◆ What this task involves
Below are some records; repeat them all exactly, minus the pictures.

◆ Data for this task
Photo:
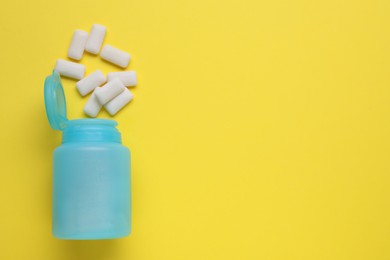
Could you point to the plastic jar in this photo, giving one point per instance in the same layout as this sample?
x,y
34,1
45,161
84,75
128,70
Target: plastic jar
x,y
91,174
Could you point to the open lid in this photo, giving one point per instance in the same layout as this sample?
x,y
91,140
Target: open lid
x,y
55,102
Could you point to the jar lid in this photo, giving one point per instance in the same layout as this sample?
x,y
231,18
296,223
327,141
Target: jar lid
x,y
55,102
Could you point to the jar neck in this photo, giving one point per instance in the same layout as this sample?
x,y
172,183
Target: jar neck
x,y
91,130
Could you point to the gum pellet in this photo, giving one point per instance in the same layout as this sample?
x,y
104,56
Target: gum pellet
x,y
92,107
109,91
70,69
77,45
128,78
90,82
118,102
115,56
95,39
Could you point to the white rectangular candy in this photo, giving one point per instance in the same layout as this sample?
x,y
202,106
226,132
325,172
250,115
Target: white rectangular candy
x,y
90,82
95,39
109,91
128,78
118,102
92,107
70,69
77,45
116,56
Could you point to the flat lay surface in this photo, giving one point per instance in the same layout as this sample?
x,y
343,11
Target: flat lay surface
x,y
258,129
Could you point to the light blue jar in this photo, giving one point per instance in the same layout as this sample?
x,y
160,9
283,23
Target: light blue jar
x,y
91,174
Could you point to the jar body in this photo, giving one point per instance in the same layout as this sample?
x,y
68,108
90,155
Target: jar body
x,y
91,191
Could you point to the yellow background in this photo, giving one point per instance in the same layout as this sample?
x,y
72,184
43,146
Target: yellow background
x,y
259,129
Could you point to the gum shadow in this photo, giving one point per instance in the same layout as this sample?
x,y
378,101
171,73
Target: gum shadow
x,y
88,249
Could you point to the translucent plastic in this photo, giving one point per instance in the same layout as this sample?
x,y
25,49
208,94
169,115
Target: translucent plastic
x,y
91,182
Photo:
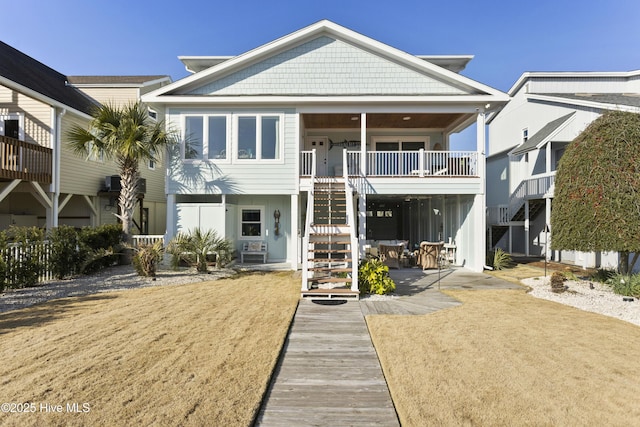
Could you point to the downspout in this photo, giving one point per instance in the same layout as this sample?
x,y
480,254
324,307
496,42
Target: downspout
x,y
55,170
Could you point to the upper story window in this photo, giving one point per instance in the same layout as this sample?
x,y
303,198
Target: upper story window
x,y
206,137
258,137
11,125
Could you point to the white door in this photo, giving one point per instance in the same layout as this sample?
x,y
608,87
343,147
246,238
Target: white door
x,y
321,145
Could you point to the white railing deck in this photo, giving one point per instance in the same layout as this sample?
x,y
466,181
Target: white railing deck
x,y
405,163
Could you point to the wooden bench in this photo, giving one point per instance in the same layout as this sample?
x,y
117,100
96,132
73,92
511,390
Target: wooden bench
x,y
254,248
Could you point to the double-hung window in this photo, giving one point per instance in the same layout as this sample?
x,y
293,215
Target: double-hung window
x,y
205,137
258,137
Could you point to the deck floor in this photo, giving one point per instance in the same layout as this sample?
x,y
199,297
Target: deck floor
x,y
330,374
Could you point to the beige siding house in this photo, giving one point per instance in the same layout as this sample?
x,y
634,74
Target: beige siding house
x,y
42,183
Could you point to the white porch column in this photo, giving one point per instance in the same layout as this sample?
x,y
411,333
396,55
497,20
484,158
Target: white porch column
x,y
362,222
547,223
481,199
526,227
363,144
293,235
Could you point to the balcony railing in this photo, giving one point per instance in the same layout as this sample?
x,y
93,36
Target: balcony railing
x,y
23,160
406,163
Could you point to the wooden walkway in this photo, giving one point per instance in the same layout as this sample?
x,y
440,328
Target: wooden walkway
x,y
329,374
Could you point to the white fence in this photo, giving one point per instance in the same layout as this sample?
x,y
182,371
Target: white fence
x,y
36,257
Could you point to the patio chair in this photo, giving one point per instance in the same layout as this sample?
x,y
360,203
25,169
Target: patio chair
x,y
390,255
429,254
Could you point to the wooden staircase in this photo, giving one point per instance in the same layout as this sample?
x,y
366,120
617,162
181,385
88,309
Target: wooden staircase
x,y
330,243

◆ Answer to the problem
Photo:
Could you point to the plastic jar in this photo, giving one point per instance in the same layout as this sample?
x,y
34,1
45,161
84,75
128,70
Target: plastic jar
x,y
91,174
Could you point to the open lid in this photo, giving one point per instance in the same layout as this sample?
x,y
91,140
Target: open lid
x,y
55,102
Could you point to the jar lid in this photo, giving one point per instance in the same layout as this sample?
x,y
231,18
296,223
327,141
Target: jar lid
x,y
55,102
Could you point to the jar neck in this photo, giving one point per instance in the same layout as this sample?
x,y
172,183
Target: jar neck
x,y
91,130
Could you point to the gum pellet in this photo, giving one point per instance in the same layout as this sample?
x,y
104,56
Target: gum pellet
x,y
92,107
109,91
70,69
77,45
128,78
90,82
118,102
115,56
95,39
Could you point to the white rectangular candy in this photo, giving one point per instance in the same layout as this sample?
x,y
202,106
226,132
325,172
250,115
Target: white rectangular candy
x,y
90,82
95,39
109,91
128,78
118,102
92,107
70,69
77,45
116,56
Could you point to the flat lay surface in this photo, giving one point per instance in the same layout as this sample?
x,y
343,11
Target: flat lay surface
x,y
258,129
Could you point to the light blue jar in this photo, giving one point per instance in the same layout as this sample?
x,y
160,9
283,23
Target: light blue jar
x,y
91,174
Could you point to the jar body in this photo, giving one point per instance in the same layout as this sample?
x,y
68,108
90,155
Target: jar body
x,y
91,191
Could you point to the yellow background in this photo, giving one point per instance in the same layout as this sample?
x,y
72,184
43,146
Target: yellow background
x,y
259,129
Could you point to the gum shadow in this photo, giving one point per instance in the same layout as this sample?
x,y
378,101
171,73
Target: gum shadow
x,y
88,249
Could you point to the translucent plastic in this photo, giving one point per instance in the same layout as this sample?
x,y
25,49
208,94
169,115
Target: translucent plastic
x,y
91,182
Photo:
Could you point to the downspout in this photo, giving one point per instance in the same layout as this sample?
x,y
480,254
324,307
496,42
Target: downspout
x,y
55,170
Could you point to the upper story window in this photo, giving one point per instance in the same layout as this sample?
x,y
303,198
Target: upper story window
x,y
206,137
258,137
11,125
Could you point to the white door in this photo, giving one point per instance in the same layout as this sample?
x,y
608,87
343,147
246,238
Target: white door
x,y
321,145
Could you point to the white railing deck in this photo, giving one point per instance in the same layout as this sample?
x,y
466,181
Target: white railing deck
x,y
405,163
Could you point to the wooden bench in this photo, giving one point per instance in the same layout as this sample?
x,y
117,100
96,132
73,92
511,390
Target: wooden bench
x,y
254,248
Could you point to the double-hung window in this photo, giving one point per instance in the same layout as this sample?
x,y
293,215
Target: double-hung window
x,y
205,137
258,137
Could you point to the deck floor in this photo, giving one point per instance in the same layout as this sample?
x,y
199,297
Target: deck floor
x,y
330,374
Could you point to the beige siding house in this photo, giving one point per instance in the same layout as this sample?
x,y
634,74
Target: beige siding house
x,y
42,183
Could you point to the white porch column in this photo, giving one point per instance in the same layout as this sample?
x,y
411,333
396,55
497,20
484,158
Target: white porch column
x,y
362,222
547,223
481,199
526,227
363,144
293,235
Could you point to the balcony railing in this photo, giving one point per instance in the same layout as this sample?
x,y
93,36
Target: balcony railing
x,y
23,160
406,163
Could you point to the wooden walkway in this photo, giving one point per instance in the same layout as this sample?
x,y
440,328
Target: wooden walkway
x,y
329,374
Could you point to the white fence in this photo, giving one point per instance in the same layout as this sample?
x,y
182,371
Target: white fence
x,y
36,257
Could you point to the patio chair in this photo, giving one point per instance in the same layout as this sample?
x,y
360,203
25,169
Target: patio chair
x,y
390,255
429,254
Could you point to the wooden staircase in this photo, giving one point per instance in the same layout as this sample?
x,y
366,120
617,162
181,385
88,309
Target: wooden staircase
x,y
330,243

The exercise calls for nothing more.